** START OF EXTRACT PROVIDED **

Email marketing involves using email to promote products, services, or engage with an audience. It includes newsletters, promotional emails, and transactional emails.

website terminology design

Detailed analytics provide insights into campaign performance for informed decision-making.

Retargeting

Retargeting (or remarketing) is a digital advertising strategy that targets users who have previously visited a website but did not make a desired action, such as a purchase.

Google Analytics

Google Analytics is a web analytics service that provides insights into website traffic, user behavior, and other valuable metrics. It is widely used to track and analyze website performance.

Heatmaps

Heatmaps visually represent data, such as the areas of a webpage where users interact the most. They help analyze user engagement and behavior.

Website Traffic

Website traffic refers to the number of visitors a website receives over a specific period. It is a key metric for evaluating a website's popularity and performance.

Conversion Rate

Conversion rate is the percentage of website visitors who take a desired action, such as making a purchase or filling out a form.

Engagement Rate

Engagement rate measures the level of user interaction and involvement with a website or content. It can include actions like clicks, shares, and comments.

Bounce Rate

Bounce rate is the percentage of visitors who navigate away from a website after viewing only one page. A high bounce rate may indicate a lack of engagement.

A/B Testing

A/B testing involves comparing two versions (A and B) of a webpage or element to determine which performs better in terms of user engagement or conversion.

 

Technical Terms:

reCAPTCHA

reCAPTCHA is a service provided by Google that helps protect websites from spam and abuse by verifying that the user is a human and not a bot. It often involves solving challenges like identifying objects in images.

Schema

Schema refers to a structured data markup vocabulary that is added to web pages to provide search engines with more information about the content. It helps search engines understand the context and meaning of the content.

VPN (Virtual Private Network)

A VPN is a technology that allows users to create a secure and encrypted connection to a private network over the internet. It is commonly used to ensure privacy and security when accessing the internet, especially on public networks.

** END OF EXTRACT PROVIDED **
** START OF DATASET EXTRACT **

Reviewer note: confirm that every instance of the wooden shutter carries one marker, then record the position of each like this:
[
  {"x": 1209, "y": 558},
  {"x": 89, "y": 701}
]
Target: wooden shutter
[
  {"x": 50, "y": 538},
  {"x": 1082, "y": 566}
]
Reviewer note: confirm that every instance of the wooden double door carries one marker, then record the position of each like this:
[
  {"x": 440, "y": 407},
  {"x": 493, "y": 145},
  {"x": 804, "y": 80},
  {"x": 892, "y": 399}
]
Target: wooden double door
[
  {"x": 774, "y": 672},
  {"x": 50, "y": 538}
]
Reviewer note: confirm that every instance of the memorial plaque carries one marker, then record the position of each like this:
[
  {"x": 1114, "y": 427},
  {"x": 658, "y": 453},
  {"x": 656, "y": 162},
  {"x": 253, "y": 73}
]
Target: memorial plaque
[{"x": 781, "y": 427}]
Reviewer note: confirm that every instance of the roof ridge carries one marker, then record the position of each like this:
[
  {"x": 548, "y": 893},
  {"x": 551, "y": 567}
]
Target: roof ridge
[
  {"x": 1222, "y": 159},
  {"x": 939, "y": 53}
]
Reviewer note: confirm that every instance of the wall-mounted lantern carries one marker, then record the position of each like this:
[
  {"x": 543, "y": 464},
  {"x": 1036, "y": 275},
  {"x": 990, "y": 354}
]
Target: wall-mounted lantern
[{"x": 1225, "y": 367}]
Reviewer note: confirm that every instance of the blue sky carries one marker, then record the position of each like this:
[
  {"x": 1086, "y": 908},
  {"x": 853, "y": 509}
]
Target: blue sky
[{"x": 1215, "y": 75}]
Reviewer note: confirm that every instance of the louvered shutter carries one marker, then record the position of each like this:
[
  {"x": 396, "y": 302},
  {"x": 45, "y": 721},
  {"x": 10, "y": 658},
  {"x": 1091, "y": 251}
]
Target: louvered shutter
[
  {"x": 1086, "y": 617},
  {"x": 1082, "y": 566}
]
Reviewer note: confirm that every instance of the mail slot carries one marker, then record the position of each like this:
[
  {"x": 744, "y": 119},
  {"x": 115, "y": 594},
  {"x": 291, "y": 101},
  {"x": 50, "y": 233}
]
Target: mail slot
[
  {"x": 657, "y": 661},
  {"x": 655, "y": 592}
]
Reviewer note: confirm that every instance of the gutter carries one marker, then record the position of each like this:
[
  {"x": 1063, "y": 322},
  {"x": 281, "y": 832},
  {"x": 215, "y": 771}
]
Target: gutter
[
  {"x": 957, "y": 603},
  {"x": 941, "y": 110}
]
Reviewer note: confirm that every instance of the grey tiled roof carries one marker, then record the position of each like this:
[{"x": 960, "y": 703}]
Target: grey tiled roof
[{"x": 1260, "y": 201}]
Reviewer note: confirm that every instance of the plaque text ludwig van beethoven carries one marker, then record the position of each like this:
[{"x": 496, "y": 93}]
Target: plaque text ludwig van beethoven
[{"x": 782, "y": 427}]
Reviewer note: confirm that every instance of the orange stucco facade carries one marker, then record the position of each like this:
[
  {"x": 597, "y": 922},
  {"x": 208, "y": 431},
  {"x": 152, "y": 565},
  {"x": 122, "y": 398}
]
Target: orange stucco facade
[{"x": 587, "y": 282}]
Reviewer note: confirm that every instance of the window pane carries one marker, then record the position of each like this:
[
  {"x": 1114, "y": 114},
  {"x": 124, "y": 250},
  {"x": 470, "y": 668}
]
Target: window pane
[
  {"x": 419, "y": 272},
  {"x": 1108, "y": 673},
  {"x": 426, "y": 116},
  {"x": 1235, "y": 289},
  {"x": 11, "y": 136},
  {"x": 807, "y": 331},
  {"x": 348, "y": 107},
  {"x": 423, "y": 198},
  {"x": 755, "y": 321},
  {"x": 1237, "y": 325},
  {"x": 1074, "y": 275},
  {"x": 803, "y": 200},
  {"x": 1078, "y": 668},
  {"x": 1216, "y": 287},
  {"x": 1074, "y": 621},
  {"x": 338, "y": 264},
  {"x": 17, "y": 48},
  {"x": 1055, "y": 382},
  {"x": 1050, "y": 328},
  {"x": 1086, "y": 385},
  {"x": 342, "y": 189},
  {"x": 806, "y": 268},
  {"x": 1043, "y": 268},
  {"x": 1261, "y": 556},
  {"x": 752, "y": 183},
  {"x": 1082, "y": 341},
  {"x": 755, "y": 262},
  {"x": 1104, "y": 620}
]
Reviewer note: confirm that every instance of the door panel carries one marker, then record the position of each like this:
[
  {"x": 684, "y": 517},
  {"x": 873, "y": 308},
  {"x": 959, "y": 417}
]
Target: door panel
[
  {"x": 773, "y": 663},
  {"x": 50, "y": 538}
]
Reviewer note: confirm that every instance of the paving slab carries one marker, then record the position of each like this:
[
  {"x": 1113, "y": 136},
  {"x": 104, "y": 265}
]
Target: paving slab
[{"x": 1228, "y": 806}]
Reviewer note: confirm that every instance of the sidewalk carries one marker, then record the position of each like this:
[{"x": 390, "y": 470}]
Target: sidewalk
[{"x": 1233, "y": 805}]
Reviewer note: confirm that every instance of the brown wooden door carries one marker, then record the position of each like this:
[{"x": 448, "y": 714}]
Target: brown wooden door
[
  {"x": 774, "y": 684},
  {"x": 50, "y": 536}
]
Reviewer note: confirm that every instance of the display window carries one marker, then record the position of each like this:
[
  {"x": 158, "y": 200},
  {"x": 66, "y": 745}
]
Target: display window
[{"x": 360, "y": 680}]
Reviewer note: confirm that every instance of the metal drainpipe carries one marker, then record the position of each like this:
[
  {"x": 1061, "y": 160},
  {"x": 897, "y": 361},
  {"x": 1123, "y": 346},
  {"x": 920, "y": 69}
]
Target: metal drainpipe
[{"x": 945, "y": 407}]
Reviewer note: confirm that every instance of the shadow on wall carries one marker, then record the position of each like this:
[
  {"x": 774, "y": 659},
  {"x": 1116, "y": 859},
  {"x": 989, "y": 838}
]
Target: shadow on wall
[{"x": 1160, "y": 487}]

** END OF DATASET EXTRACT **

*PROMPT 1*.
Can you repeat the rows exactly, everything from the line containing "Reviewer note: confirm that every instance of the metal" down to the last line of the rows?
*PROMPT 2*.
Could you pick up the glossary of website and marketing terms after its final entry and continue it?

*WRITTEN ANSWER 1*.
Reviewer note: confirm that every instance of the metal drainpipe carries one marker, then record the position of each like this:
[
  {"x": 1061, "y": 160},
  {"x": 897, "y": 361},
  {"x": 1123, "y": 346},
  {"x": 920, "y": 69}
]
Target: metal drainpipe
[{"x": 945, "y": 407}]
Reviewer note: confirm that every instance of the shadow on wall carries one marker, then record the position of each like this:
[
  {"x": 774, "y": 659},
  {"x": 1116, "y": 859},
  {"x": 989, "y": 838}
]
Target: shadow on wall
[{"x": 1160, "y": 487}]

*WRITTEN ANSWER 2*.
IMAP (Internet Message Access Protocol)

IMAP is an email protocol that allows users to access and manage their email messages on a mail server. It enables users to view emails without downloading them and supports synchronization across multiple devices.

IOPS (Input/Output Operations per Second)

IOPS is a performance metric that measures the number of input/output operations a storage device can perform in one second. It is often used to assess the performance of hard drives or storage systems.

IPv4

IPv4 (Internet Protocol version 4) is the fourth version of the Internet Protocol that is used to identify and locate devices on a network. It uses a 32-bit address scheme, which limits the number of possible unique addresses.

IPv6

IPv6 (Internet Protocol version 6) is the most recent version of the Internet Protocol. It uses a 128-bit address scheme, providing a vastly increased number of unique addresses compared to IPv4.

MAMP

MAMP stands for Macintosh, Apache, MySQL, and PHP/Python/Perl. It is a free, open-source web development environment that can be installed on macOS and includes the necessary components for web development.

MariaDB

MariaDB is an open-source relational database management system (RDBMS) and a fork of MySQL. It is designed to be highly compatible with MySQL, offering additional features and improvements.

MySQL

MySQL is an open-source relational database management system. It is widely used for managing and organizing data in databases and is a popular choice for web applications.

SMTP (Simple Mail Transfer Protocol)

SMTP is a protocol used for sending and relaying email messages between servers. It is a key component of email communication on the internet.

SSH (Secure Shell)

SSH is a cryptographic network protocol that provides a secure way to access and manage network devices, servers, and systems remotely. It ensures encrypted communication over an insecure network.

SSD (Solid-State Drive)

An SSD is a type of data storage device that uses NAND-based flash memory to store data. SSDs are faster, more durable, and consume less power compared to traditional hard disk drives (HDDs).

TLD (Top-Level Domain)

A TLD is the highest level in the hierarchical domain name system of the internet. Common examples include .com, .org, and .net.

Search Engine Result Pages (SERPs)

SERPs are the pages you see after you conduct a search on a search engine like Google, Bing, or Yahoo. They display a list of results that the search engine deems most relevant to your query, aiming to provide the information you're seeking as efficiently as possible.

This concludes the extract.